[PROBLEM DESCRIPTION] Write out the records word for word, from the line that contains "Pinpoint the empty frame mat." through the line that contains "[128,206,153,218]", including both of those lines.

— Start RECORDS FOR THE TASK —

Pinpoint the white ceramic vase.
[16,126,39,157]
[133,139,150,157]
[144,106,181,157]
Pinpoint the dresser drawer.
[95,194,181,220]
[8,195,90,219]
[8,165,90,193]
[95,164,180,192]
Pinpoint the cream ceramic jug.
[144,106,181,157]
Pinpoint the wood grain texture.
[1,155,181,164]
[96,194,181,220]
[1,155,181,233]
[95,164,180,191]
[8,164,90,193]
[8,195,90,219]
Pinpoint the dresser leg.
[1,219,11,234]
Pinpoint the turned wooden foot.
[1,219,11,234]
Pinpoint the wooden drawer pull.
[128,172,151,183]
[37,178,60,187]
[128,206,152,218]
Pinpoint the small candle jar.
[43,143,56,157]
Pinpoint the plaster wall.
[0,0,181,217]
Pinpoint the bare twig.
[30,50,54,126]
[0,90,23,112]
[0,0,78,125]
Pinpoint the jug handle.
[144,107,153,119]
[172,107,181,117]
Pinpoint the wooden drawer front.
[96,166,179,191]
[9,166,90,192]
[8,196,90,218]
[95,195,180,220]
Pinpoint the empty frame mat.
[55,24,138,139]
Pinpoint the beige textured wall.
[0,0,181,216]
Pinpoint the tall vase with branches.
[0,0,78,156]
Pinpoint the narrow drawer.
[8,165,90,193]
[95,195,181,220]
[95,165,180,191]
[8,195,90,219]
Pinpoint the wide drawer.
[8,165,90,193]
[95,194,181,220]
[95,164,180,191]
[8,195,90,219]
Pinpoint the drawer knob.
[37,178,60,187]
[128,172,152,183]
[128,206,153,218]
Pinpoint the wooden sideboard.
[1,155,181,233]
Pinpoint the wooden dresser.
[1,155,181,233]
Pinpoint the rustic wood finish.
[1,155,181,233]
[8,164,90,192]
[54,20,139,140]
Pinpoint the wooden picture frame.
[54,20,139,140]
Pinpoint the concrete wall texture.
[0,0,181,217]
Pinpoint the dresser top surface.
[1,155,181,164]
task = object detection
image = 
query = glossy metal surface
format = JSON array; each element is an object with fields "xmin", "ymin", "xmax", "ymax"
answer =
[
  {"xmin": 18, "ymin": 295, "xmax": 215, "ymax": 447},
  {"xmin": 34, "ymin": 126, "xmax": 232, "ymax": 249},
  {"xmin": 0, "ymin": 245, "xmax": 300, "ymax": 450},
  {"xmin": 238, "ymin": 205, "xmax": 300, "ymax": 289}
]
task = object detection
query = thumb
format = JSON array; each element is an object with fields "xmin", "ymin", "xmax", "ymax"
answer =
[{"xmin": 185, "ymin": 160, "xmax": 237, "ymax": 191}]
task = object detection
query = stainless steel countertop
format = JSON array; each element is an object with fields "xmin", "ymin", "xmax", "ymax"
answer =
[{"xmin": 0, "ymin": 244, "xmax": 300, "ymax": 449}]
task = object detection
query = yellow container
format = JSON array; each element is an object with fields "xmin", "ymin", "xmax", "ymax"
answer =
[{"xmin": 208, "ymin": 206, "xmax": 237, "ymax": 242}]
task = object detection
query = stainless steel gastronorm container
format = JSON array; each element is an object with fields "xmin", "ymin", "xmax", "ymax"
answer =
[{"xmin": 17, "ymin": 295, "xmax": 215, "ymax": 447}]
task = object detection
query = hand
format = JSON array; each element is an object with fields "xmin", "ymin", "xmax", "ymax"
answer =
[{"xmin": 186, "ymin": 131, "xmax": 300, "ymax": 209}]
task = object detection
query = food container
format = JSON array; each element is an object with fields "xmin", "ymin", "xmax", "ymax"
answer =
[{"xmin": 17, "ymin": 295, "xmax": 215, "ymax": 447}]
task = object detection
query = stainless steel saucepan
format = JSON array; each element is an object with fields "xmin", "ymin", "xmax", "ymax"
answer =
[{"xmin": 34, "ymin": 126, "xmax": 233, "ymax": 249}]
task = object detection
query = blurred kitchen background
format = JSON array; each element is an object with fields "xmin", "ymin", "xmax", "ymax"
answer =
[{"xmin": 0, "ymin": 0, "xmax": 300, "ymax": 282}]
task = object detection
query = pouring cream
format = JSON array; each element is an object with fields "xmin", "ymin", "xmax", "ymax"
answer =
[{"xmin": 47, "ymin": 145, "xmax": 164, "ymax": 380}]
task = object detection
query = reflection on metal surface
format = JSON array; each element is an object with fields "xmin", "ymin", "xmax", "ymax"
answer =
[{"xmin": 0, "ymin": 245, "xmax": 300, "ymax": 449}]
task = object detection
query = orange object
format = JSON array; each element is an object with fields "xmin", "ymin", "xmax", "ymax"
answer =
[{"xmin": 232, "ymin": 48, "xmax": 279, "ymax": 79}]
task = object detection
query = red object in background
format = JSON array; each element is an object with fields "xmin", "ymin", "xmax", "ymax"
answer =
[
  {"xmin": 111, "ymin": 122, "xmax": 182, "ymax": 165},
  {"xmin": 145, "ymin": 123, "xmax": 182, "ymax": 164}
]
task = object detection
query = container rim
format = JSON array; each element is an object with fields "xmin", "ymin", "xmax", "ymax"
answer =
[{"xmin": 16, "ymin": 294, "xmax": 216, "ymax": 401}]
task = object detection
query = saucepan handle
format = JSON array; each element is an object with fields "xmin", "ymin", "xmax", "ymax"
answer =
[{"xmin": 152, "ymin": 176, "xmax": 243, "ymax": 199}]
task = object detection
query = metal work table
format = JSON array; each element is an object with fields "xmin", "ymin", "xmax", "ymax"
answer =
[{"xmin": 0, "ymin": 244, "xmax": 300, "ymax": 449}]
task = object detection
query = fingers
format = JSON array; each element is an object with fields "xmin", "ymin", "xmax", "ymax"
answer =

— End RECORDS FOR THE TASK —

[FINISHED ANSWER]
Pinpoint the empty frame mat.
[55,24,138,139]
Pinpoint the beige textured wall.
[0,0,181,216]
Pinpoint the tall vase with branches.
[0,0,78,156]
Pinpoint the narrow drawer.
[8,165,90,193]
[95,195,181,220]
[95,165,180,191]
[8,195,90,219]
Pinpoint the wide drawer.
[8,165,90,193]
[95,194,181,220]
[95,164,180,191]
[8,195,90,219]
Pinpoint the drawer knob.
[37,178,60,187]
[128,172,152,183]
[128,206,153,218]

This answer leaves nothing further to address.